TASK INSTRUCTIONS:
Return every line of the records that contains the word "shadow".

begin DATA ROWS

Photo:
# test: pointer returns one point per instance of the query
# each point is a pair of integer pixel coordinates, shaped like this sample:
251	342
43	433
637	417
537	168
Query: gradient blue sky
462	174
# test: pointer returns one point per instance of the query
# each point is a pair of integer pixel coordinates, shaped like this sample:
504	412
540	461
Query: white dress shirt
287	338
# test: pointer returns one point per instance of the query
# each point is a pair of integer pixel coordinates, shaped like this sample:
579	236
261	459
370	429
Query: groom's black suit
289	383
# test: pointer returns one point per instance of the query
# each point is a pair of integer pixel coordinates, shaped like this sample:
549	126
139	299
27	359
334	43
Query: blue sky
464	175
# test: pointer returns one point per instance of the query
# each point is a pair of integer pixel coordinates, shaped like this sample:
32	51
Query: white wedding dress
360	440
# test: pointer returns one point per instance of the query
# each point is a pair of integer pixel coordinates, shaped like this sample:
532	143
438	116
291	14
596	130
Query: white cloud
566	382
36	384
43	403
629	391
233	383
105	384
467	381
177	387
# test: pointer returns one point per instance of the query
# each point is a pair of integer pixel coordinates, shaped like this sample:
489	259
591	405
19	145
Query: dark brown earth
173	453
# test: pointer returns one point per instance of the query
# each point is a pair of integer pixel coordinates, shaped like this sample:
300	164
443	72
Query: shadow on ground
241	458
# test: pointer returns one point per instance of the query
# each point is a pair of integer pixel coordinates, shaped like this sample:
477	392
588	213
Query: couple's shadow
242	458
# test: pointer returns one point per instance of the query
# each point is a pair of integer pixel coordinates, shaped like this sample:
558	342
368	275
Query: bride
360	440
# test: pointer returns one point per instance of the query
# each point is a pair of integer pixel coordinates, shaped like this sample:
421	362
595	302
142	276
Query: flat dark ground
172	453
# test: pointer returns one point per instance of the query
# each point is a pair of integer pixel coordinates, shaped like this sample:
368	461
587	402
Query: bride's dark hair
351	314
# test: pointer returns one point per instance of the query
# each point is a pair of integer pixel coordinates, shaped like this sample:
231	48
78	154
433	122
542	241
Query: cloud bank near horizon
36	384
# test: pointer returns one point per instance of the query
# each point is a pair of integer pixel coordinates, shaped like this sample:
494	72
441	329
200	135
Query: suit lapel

end DATA ROWS

OUTPUT BELOW:
Query: shadow on ground
Query: couple's shadow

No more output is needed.